--- DESCRIPTION OF THE TASK ---
Reproduce verbatim the lines from the line containing "Draw the outline of every instance of the white england" to the line containing "93 13 L 107", both ends included, and nothing else.

(Some rows)
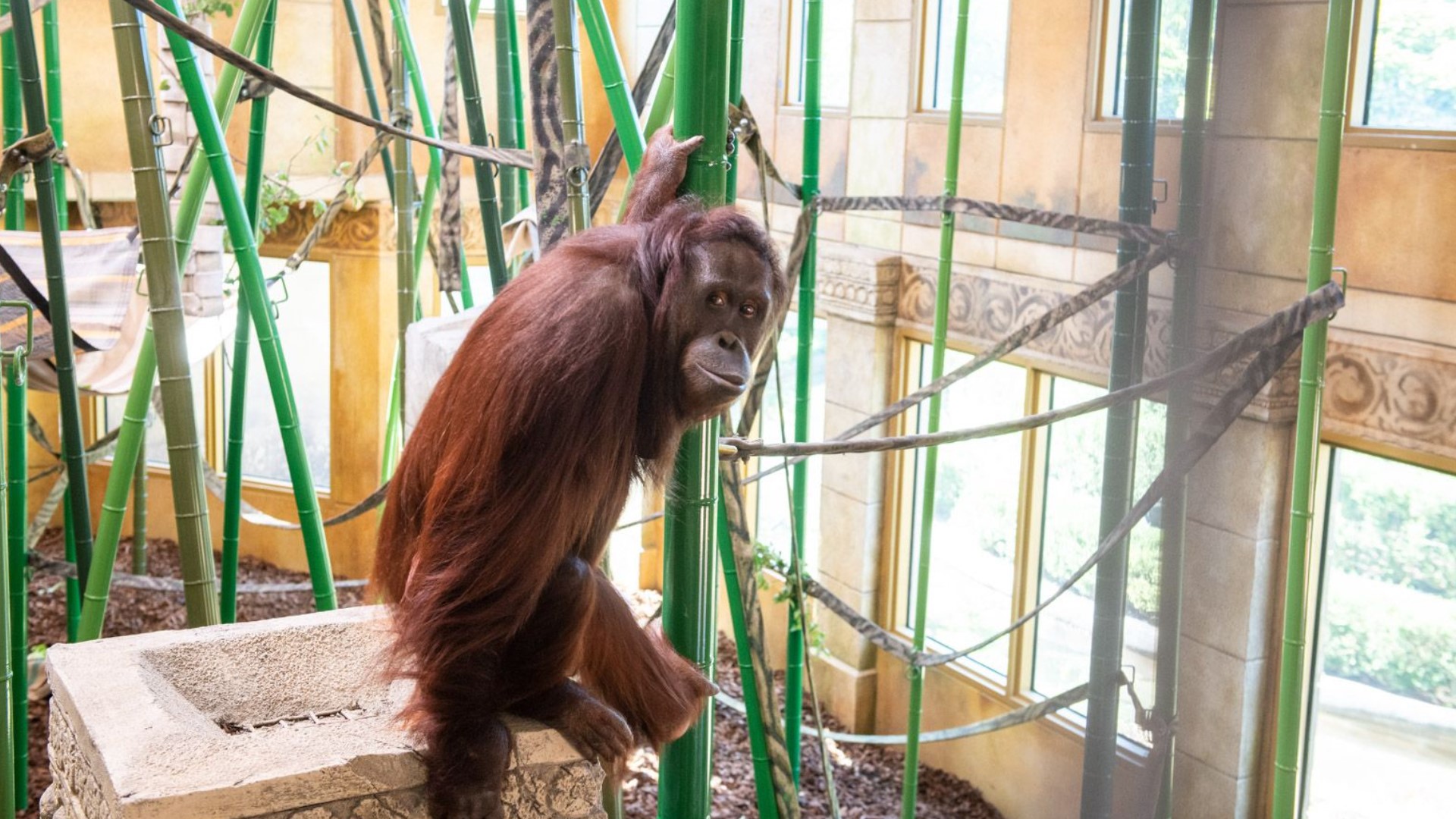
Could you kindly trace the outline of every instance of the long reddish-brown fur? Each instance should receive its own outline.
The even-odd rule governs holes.
[[[697,670],[638,628],[596,567],[630,481],[661,478],[697,420],[678,405],[686,338],[668,309],[692,255],[740,240],[776,290],[782,277],[748,217],[644,179],[630,223],[562,242],[480,315],[390,484],[374,583],[435,788],[504,772],[498,714],[550,707],[569,675],[639,742],[673,739],[702,707]]]

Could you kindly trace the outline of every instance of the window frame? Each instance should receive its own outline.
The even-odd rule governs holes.
[[[804,115],[804,103],[794,99],[794,82],[798,80],[802,74],[799,73],[799,67],[794,64],[794,44],[789,41],[789,32],[794,31],[794,12],[802,9],[804,1],[805,0],[788,0],[780,6],[779,12],[779,23],[783,31],[783,36],[779,41],[779,64],[783,67],[783,73],[780,74],[782,83],[779,87],[779,111],[798,114],[799,117]],[[850,4],[853,6],[853,0],[850,0]],[[853,13],[853,9],[850,9],[850,13]],[[853,67],[855,20],[850,20],[849,23],[849,48],[850,48],[849,64],[850,67]],[[849,109],[850,105],[853,103],[853,96],[855,96],[853,79],[850,79],[849,96],[850,99],[846,101],[844,105],[827,105],[824,103],[823,99],[820,99],[820,117],[833,119],[847,119]]]
[[[1121,117],[1102,114],[1102,101],[1105,99],[1104,90],[1107,85],[1107,35],[1112,3],[1121,4],[1120,0],[1096,0],[1096,4],[1093,6],[1096,19],[1093,20],[1095,25],[1091,26],[1091,47],[1088,48],[1088,109],[1083,121],[1083,130],[1091,133],[1123,133]],[[1214,50],[1217,51],[1217,48],[1219,44],[1214,42]],[[1217,54],[1214,54],[1214,61],[1217,61]],[[1121,77],[1118,79],[1121,80]],[[1155,130],[1159,137],[1182,136],[1182,119],[1158,118]]]
[[[932,344],[929,329],[917,326],[897,326],[894,334],[894,360],[891,364],[891,385],[895,396],[909,395],[917,389],[914,379],[919,367],[914,360],[916,344]],[[961,340],[948,341],[946,350],[958,353],[978,354],[981,348]],[[1008,364],[1015,364],[1026,370],[1026,392],[1024,411],[1042,412],[1051,404],[1051,379],[1064,377],[1091,385],[1107,386],[1105,373],[1080,372],[1064,366],[1041,360],[1034,356],[1008,356]],[[971,376],[974,377],[974,376]],[[909,434],[913,427],[910,412],[903,412],[887,423],[885,434]],[[1022,434],[1022,468],[1018,477],[1018,510],[1016,510],[1016,554],[1012,558],[1012,612],[1019,616],[1035,606],[1037,589],[1041,579],[1041,532],[1042,506],[1045,503],[1045,458],[1048,436],[1045,427],[1026,430]],[[919,509],[914,509],[913,491],[914,462],[906,456],[907,450],[891,453],[885,463],[885,549],[884,570],[887,574],[885,590],[882,592],[881,625],[906,640],[913,637],[910,628],[903,622],[901,612],[910,602],[911,568],[910,563],[910,530],[914,525]],[[939,666],[942,673],[948,673],[961,683],[971,685],[980,695],[987,697],[1006,708],[1019,708],[1047,700],[1044,694],[1034,691],[1032,670],[1035,665],[1038,619],[1018,628],[1009,635],[1006,676],[970,659],[955,660]],[[1044,723],[1054,726],[1073,739],[1086,736],[1086,723],[1075,714],[1057,711],[1048,714]],[[1142,740],[1118,733],[1117,753],[1124,762],[1142,764],[1149,759],[1152,748]]]
[[[914,64],[910,71],[910,121],[920,122],[949,122],[951,112],[941,111],[938,108],[926,108],[923,103],[922,90],[925,87],[925,50],[929,42],[929,17],[930,17],[930,3],[938,0],[916,0],[917,13],[913,15],[910,20],[911,29],[911,44],[914,51],[911,51],[911,60]],[[974,0],[973,0],[974,1]],[[1015,0],[1012,0],[1013,3]],[[954,55],[952,55],[954,60]],[[1006,54],[1005,54],[1005,73],[1002,74],[1002,109],[1000,114],[986,114],[980,111],[964,111],[961,114],[961,127],[980,125],[986,128],[1002,128],[1006,125],[1006,102],[1010,95],[1006,93],[1010,74],[1010,16],[1006,17]]]
[[[1373,9],[1377,0],[1354,0],[1354,32],[1350,36],[1350,64],[1345,77],[1345,144],[1405,150],[1456,150],[1456,130],[1357,124],[1357,109],[1369,99],[1370,44],[1374,41]],[[1409,455],[1412,453],[1406,453],[1406,456]],[[1404,461],[1405,458],[1398,459]]]

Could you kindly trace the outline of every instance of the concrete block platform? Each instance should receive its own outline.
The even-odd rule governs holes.
[[[389,640],[367,606],[54,646],[41,816],[425,819]],[[596,762],[539,723],[511,732],[507,816],[606,816]]]

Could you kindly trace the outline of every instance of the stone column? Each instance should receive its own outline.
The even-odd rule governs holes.
[[[821,248],[818,305],[828,318],[824,363],[824,430],[836,434],[893,401],[894,318],[898,256],[878,259],[844,245]],[[865,437],[885,434],[884,426]],[[885,510],[885,455],[824,459],[818,577],[856,611],[879,619],[879,565]],[[875,714],[875,651],[833,614],[815,621],[827,653],[812,657],[820,698],[852,730],[868,730]]]

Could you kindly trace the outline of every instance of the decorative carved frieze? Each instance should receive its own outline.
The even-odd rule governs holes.
[[[900,286],[898,319],[929,329],[935,322],[935,271],[907,264]],[[1006,274],[957,273],[951,277],[948,332],[974,347],[996,344],[1016,328],[1045,315],[1059,302],[1077,290],[1076,286],[1041,284],[1025,277]],[[1147,309],[1147,351],[1143,372],[1147,377],[1165,375],[1172,341],[1169,306],[1153,300]],[[1211,350],[1235,335],[1227,328],[1200,328],[1198,348]],[[1026,342],[1021,357],[1053,364],[1092,376],[1108,372],[1112,347],[1112,297]],[[1194,389],[1200,404],[1216,402],[1242,372],[1227,367],[1203,379]],[[1255,396],[1245,415],[1261,421],[1289,421],[1297,405],[1297,357],[1286,363],[1274,379]]]
[[[893,325],[903,268],[900,256],[866,259],[821,252],[817,270],[818,306],[850,321]]]
[[[1456,356],[1409,342],[1332,338],[1324,424],[1331,433],[1456,458]]]

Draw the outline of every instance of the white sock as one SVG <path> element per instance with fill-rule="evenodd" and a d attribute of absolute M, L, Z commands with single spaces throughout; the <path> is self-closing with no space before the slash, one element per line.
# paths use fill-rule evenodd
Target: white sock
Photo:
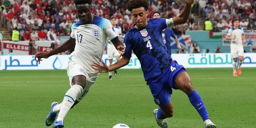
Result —
<path fill-rule="evenodd" d="M 63 122 L 65 116 L 75 103 L 76 97 L 83 92 L 83 88 L 80 86 L 75 84 L 67 91 L 61 103 L 60 113 L 56 120 Z"/>
<path fill-rule="evenodd" d="M 239 60 L 239 64 L 238 65 L 238 68 L 240 68 L 240 67 L 241 67 L 241 65 L 242 65 L 242 63 L 243 63 L 243 62 L 242 61 L 241 61 Z"/>
<path fill-rule="evenodd" d="M 112 63 L 109 63 L 109 65 L 108 65 L 108 66 L 110 66 L 110 65 L 111 65 L 111 64 L 112 64 Z M 108 76 L 112 76 L 112 72 L 108 72 Z"/>
<path fill-rule="evenodd" d="M 61 105 L 62 104 L 62 103 L 61 102 L 60 104 L 58 104 L 56 105 L 54 107 L 53 107 L 53 109 L 52 109 L 52 111 L 53 112 L 55 113 L 58 113 L 60 112 L 60 108 L 61 107 Z"/>
<path fill-rule="evenodd" d="M 233 60 L 233 73 L 236 73 L 236 62 Z"/>

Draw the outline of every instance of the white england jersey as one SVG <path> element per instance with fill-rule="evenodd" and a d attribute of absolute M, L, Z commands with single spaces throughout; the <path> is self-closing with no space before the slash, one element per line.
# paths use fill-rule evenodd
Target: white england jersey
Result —
<path fill-rule="evenodd" d="M 116 26 L 116 28 L 113 28 L 114 30 L 116 32 L 116 33 L 118 35 L 122 34 L 122 29 L 121 27 L 119 26 Z M 113 43 L 111 41 L 108 41 L 108 48 L 114 48 L 116 49 L 115 46 L 113 44 Z"/>
<path fill-rule="evenodd" d="M 70 37 L 76 39 L 74 51 L 69 58 L 84 67 L 88 73 L 97 70 L 91 68 L 93 62 L 100 63 L 108 36 L 110 40 L 118 37 L 107 19 L 94 16 L 88 24 L 79 21 L 72 25 Z"/>
<path fill-rule="evenodd" d="M 227 35 L 231 37 L 236 37 L 234 40 L 231 40 L 231 48 L 243 47 L 242 35 L 244 33 L 244 29 L 240 27 L 238 29 L 235 29 L 232 27 L 228 30 Z"/>

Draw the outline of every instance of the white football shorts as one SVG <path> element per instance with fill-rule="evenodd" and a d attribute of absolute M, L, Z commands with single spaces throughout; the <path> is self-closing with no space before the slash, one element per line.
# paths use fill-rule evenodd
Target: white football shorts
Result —
<path fill-rule="evenodd" d="M 237 58 L 238 56 L 244 56 L 244 48 L 238 47 L 230 48 L 230 54 L 232 58 Z"/>

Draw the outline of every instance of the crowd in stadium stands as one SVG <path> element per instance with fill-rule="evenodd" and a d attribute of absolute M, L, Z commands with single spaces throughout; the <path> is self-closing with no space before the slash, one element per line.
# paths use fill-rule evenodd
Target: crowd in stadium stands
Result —
<path fill-rule="evenodd" d="M 93 0 L 93 13 L 107 19 L 115 16 L 117 25 L 125 34 L 134 24 L 130 12 L 126 9 L 128 1 Z M 177 16 L 184 3 L 174 0 L 149 1 L 148 19 L 156 11 L 163 18 Z M 69 36 L 72 24 L 79 20 L 74 0 L 2 0 L 0 6 L 2 27 L 10 32 L 17 28 L 19 40 L 55 40 L 58 36 Z M 236 18 L 244 29 L 255 30 L 256 8 L 256 0 L 195 0 L 187 22 L 172 29 L 177 35 L 185 34 L 187 30 L 200 30 L 199 21 L 193 16 L 197 14 L 202 20 L 210 21 L 212 30 L 228 30 Z"/>

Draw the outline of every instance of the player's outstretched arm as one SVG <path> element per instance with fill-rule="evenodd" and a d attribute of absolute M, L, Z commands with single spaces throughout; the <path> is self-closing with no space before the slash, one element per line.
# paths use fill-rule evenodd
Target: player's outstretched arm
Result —
<path fill-rule="evenodd" d="M 124 44 L 119 40 L 118 37 L 113 39 L 111 42 L 115 46 L 115 47 L 116 47 L 116 48 L 118 50 L 118 52 L 120 54 L 120 56 L 119 56 L 119 58 L 120 58 L 121 56 L 124 54 L 125 47 L 124 46 Z"/>
<path fill-rule="evenodd" d="M 194 3 L 194 0 L 184 0 L 186 4 L 184 8 L 178 17 L 172 18 L 174 25 L 183 24 L 186 23 L 191 10 L 191 5 Z"/>
<path fill-rule="evenodd" d="M 108 72 L 121 68 L 128 64 L 129 62 L 130 58 L 123 56 L 119 60 L 110 66 L 108 66 L 103 61 L 102 62 L 103 64 L 101 64 L 96 62 L 93 62 L 93 64 L 92 64 L 92 68 L 98 70 L 94 74 L 100 72 Z"/>
<path fill-rule="evenodd" d="M 63 42 L 60 46 L 48 52 L 40 52 L 37 53 L 35 55 L 35 60 L 37 58 L 38 59 L 37 62 L 40 64 L 40 61 L 42 61 L 41 58 L 47 58 L 53 55 L 64 52 L 71 48 L 74 48 L 75 45 L 76 40 L 70 38 Z"/>

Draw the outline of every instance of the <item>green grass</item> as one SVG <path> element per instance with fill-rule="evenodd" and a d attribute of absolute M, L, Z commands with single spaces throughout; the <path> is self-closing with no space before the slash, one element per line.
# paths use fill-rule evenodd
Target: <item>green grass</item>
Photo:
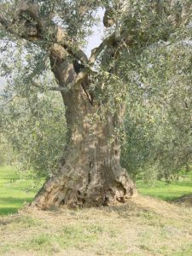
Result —
<path fill-rule="evenodd" d="M 192 194 L 192 173 L 186 177 L 180 177 L 177 182 L 173 181 L 171 183 L 157 181 L 152 185 L 139 180 L 137 182 L 137 187 L 138 192 L 143 195 L 175 201 L 183 195 Z"/>
<path fill-rule="evenodd" d="M 0 167 L 0 215 L 16 212 L 25 202 L 31 202 L 39 187 L 32 189 L 34 182 L 18 172 L 14 167 Z M 138 192 L 143 195 L 160 198 L 165 201 L 174 201 L 192 194 L 192 173 L 188 177 L 180 177 L 178 182 L 167 184 L 158 181 L 154 185 L 137 182 Z"/>
<path fill-rule="evenodd" d="M 16 212 L 25 202 L 31 202 L 38 188 L 32 180 L 20 175 L 16 168 L 0 167 L 0 215 Z"/>

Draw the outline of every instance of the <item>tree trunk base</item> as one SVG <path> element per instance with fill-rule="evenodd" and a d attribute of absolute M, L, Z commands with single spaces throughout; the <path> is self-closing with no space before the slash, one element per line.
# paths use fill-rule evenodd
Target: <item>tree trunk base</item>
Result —
<path fill-rule="evenodd" d="M 80 175 L 61 173 L 52 177 L 44 184 L 31 207 L 47 210 L 64 206 L 69 208 L 108 206 L 124 203 L 136 193 L 135 185 L 125 172 L 116 177 L 96 177 L 84 179 Z"/>

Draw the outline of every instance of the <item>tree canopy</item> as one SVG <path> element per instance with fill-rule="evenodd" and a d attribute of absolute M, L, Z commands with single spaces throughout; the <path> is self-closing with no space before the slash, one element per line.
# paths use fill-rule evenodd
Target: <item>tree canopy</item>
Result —
<path fill-rule="evenodd" d="M 67 173 L 73 170 L 76 179 L 79 178 L 79 173 L 87 177 L 79 181 L 75 193 L 70 187 L 72 197 L 78 198 L 76 201 L 81 204 L 89 201 L 87 195 L 100 195 L 102 187 L 105 188 L 105 195 L 101 199 L 103 204 L 111 195 L 124 201 L 127 194 L 132 194 L 132 185 L 126 175 L 122 174 L 125 171 L 119 164 L 120 144 L 125 138 L 122 132 L 125 102 L 127 138 L 124 151 L 125 163 L 123 161 L 128 172 L 134 173 L 142 166 L 163 166 L 159 174 L 166 176 L 171 162 L 173 171 L 190 164 L 190 0 L 2 1 L 0 5 L 1 70 L 8 77 L 3 102 L 6 100 L 2 106 L 3 108 L 13 106 L 9 101 L 16 102 L 18 98 L 19 102 L 22 99 L 20 105 L 16 104 L 18 109 L 23 109 L 27 102 L 27 108 L 35 116 L 35 125 L 32 117 L 26 133 L 29 142 L 34 143 L 30 139 L 33 130 L 36 136 L 38 134 L 36 128 L 39 118 L 44 134 L 49 129 L 54 131 L 56 139 L 49 137 L 50 140 L 56 142 L 63 136 L 64 142 L 65 129 L 62 133 L 61 127 L 58 125 L 55 130 L 52 124 L 46 129 L 51 113 L 55 120 L 57 114 L 61 115 L 61 110 L 55 110 L 55 103 L 49 105 L 49 101 L 47 103 L 44 101 L 44 95 L 49 90 L 61 93 L 69 139 L 66 142 L 67 148 L 64 147 L 67 154 L 61 161 L 64 169 L 61 168 Z M 99 8 L 105 9 L 105 35 L 101 44 L 87 57 L 82 49 L 86 37 L 97 24 Z M 41 95 L 44 98 L 39 100 Z M 44 122 L 41 117 L 44 112 L 39 111 L 41 104 L 44 109 L 51 108 L 49 113 L 44 112 Z M 17 124 L 14 123 L 17 129 Z M 8 131 L 9 127 L 5 130 Z M 20 137 L 25 140 L 23 135 Z M 39 139 L 42 138 L 40 136 Z M 40 152 L 44 152 L 46 139 L 45 144 L 41 144 L 40 140 L 35 142 L 39 148 L 43 145 Z M 70 155 L 72 152 L 77 153 L 75 156 Z M 61 154 L 56 154 L 56 160 Z M 69 166 L 70 168 L 66 167 Z M 96 174 L 96 172 L 100 174 Z M 104 174 L 107 175 L 104 179 L 103 172 L 108 173 Z M 88 193 L 94 179 L 101 187 L 94 187 L 96 192 L 92 189 Z M 50 183 L 55 182 L 53 179 Z M 52 186 L 50 183 L 44 186 L 46 193 L 48 187 Z M 109 183 L 116 189 L 112 189 Z M 60 195 L 61 188 L 59 191 L 54 200 L 57 201 L 60 198 L 59 203 L 66 202 Z M 40 196 L 38 203 L 45 207 L 43 201 Z"/>

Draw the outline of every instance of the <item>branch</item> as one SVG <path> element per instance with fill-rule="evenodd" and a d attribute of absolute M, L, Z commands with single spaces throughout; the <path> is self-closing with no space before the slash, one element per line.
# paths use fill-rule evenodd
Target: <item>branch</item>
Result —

--- THE RESPONSE ---
Draw the outline of every instance of the white england jersey as one SVG <path> element per instance with fill-rule="evenodd" and a d attribute of absolute M, L, Z commands with single spaces throughout; the <path> is self-closing with no space before the slash, one element per line.
# paths use fill-rule evenodd
Target: white england jersey
Result —
<path fill-rule="evenodd" d="M 116 26 L 116 28 L 113 28 L 114 30 L 116 32 L 116 33 L 118 35 L 122 34 L 122 29 L 121 27 L 119 26 Z M 113 43 L 111 41 L 108 41 L 108 48 L 114 48 L 116 49 L 115 46 L 113 44 Z"/>
<path fill-rule="evenodd" d="M 70 37 L 76 39 L 74 51 L 69 58 L 84 67 L 88 73 L 97 70 L 91 68 L 93 62 L 100 63 L 108 36 L 110 40 L 118 37 L 107 19 L 94 16 L 88 24 L 79 21 L 72 25 Z"/>
<path fill-rule="evenodd" d="M 227 35 L 231 37 L 236 37 L 234 40 L 231 40 L 231 48 L 243 47 L 242 35 L 244 33 L 244 29 L 240 27 L 238 29 L 235 29 L 232 27 L 228 30 Z"/>

Draw the outline of every instance of the white football shorts as one SVG <path> element per instance with fill-rule="evenodd" and a d attribute of absolute M, L, Z commands with single spaces throughout; the <path> is self-closing with no space before the slash, one element per line.
# paths use fill-rule evenodd
Target: white football shorts
Result —
<path fill-rule="evenodd" d="M 237 58 L 238 56 L 244 56 L 244 48 L 238 47 L 230 48 L 230 54 L 232 58 Z"/>

Draw the outline of every instance of the crowd in stadium stands as one SVG <path> element per instance with fill-rule="evenodd" and a d attribute of absolute M, L, Z commands with single spaces throughout; the <path> is self-closing with no space before the slash, one element per line.
# paths use fill-rule evenodd
Target: crowd in stadium stands
Result —
<path fill-rule="evenodd" d="M 93 0 L 93 13 L 107 19 L 115 16 L 117 25 L 125 34 L 134 24 L 130 12 L 126 9 L 128 1 Z M 177 16 L 184 3 L 174 0 L 149 1 L 148 19 L 156 11 L 163 18 Z M 69 36 L 72 24 L 79 20 L 74 0 L 2 0 L 0 6 L 2 27 L 10 32 L 17 28 L 19 40 L 55 40 L 58 36 Z M 236 18 L 244 29 L 255 30 L 256 8 L 256 0 L 195 0 L 187 22 L 172 29 L 177 35 L 185 34 L 187 30 L 200 30 L 199 21 L 193 16 L 197 14 L 202 20 L 210 21 L 212 30 L 228 30 Z"/>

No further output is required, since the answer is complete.